--- Begin ---
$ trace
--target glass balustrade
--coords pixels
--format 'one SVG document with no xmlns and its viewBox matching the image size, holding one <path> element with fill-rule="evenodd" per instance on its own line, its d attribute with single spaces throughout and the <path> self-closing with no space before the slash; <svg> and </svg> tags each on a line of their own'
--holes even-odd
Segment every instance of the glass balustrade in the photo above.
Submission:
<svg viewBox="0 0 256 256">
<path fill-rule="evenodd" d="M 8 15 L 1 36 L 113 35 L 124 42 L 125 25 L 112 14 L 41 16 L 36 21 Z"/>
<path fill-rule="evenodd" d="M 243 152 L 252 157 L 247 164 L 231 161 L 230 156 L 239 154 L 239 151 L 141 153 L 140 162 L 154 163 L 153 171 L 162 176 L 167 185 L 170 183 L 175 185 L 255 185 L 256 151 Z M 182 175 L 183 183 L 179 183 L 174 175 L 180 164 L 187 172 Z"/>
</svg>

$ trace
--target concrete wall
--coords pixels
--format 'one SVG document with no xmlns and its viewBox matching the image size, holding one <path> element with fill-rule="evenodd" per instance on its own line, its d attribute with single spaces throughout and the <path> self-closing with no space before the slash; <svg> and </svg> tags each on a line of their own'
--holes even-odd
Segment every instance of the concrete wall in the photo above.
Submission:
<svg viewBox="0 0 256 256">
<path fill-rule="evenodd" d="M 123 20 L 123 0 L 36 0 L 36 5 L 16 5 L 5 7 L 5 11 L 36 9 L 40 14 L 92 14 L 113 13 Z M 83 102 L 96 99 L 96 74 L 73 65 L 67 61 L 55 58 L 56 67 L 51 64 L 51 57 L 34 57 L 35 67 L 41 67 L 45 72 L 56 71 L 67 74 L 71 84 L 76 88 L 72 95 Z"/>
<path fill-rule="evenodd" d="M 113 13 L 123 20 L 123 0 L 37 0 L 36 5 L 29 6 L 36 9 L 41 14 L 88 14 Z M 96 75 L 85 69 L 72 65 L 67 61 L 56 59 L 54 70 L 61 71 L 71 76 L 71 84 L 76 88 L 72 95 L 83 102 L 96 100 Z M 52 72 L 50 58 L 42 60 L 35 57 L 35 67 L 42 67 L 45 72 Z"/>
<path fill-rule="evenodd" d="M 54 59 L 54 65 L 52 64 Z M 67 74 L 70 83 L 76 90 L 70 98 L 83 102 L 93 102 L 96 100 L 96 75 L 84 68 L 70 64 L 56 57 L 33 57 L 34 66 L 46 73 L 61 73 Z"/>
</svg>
--- End ---
- Task
Express all of the entries above as a two-column CSV with the header instruction,response, with one row per entry. Put each entry's full text in the instruction field and its answer in the response field, with every field quoted and line breaks replaced by spaces.

- Exercise output
instruction,response
"$ trace --target glass balustrade --coords pixels --format 'one SVG document with no xmlns and its viewBox matching the image size, holding one <path> element with fill-rule=""evenodd"" per instance on its own line, its d attribute with single spaces throughout and the <path> self-closing with no space before the slash; <svg> and </svg> tags each on a line of their own' --holes even-odd Segment every instance of the glass balustrade in the photo above. Submission:","<svg viewBox=""0 0 256 256""> <path fill-rule=""evenodd"" d=""M 8 15 L 1 36 L 113 35 L 124 42 L 125 25 L 112 14 L 41 16 L 36 21 Z""/> <path fill-rule=""evenodd"" d=""M 243 152 L 252 157 L 247 164 L 231 161 L 230 156 L 239 154 L 239 151 L 141 153 L 140 162 L 154 163 L 153 171 L 162 176 L 167 185 L 170 183 L 175 185 L 255 185 L 256 151 Z M 182 175 L 183 183 L 179 183 L 174 175 L 180 164 L 187 172 Z""/> </svg>"
"$ trace --target concrete wall --coords pixels --format 'one SVG document with no xmlns and its viewBox matching the image size, holding one <path> element with fill-rule=""evenodd"" per instance on its own line, its d attribute with single spaces throughout and the <path> self-closing with no space before the slash; <svg> and </svg> tags each on a line of their own' --holes even-odd Segment every instance of the concrete wall in the photo above. Submission:","<svg viewBox=""0 0 256 256""> <path fill-rule=""evenodd"" d=""M 123 20 L 123 0 L 36 0 L 36 5 L 16 5 L 5 7 L 5 11 L 36 9 L 40 14 L 92 14 L 113 13 Z M 83 102 L 96 99 L 96 74 L 73 65 L 67 61 L 55 58 L 56 67 L 51 64 L 51 57 L 34 57 L 35 67 L 41 67 L 45 72 L 56 71 L 67 74 L 71 84 L 76 88 L 72 95 Z""/> <path fill-rule=""evenodd"" d=""M 113 13 L 123 20 L 123 0 L 37 0 L 36 5 L 29 6 L 36 9 L 41 14 L 88 14 Z M 96 75 L 85 69 L 72 65 L 67 61 L 56 59 L 54 70 L 61 71 L 71 76 L 71 84 L 76 88 L 72 95 L 83 102 L 96 100 Z M 52 72 L 50 58 L 42 60 L 35 57 L 35 67 L 42 67 L 45 72 Z""/> <path fill-rule=""evenodd"" d=""M 54 59 L 54 65 L 52 64 Z M 67 74 L 70 83 L 76 90 L 70 98 L 83 102 L 93 102 L 96 100 L 96 75 L 84 68 L 70 64 L 56 57 L 33 57 L 34 66 L 46 73 L 61 73 Z""/> </svg>"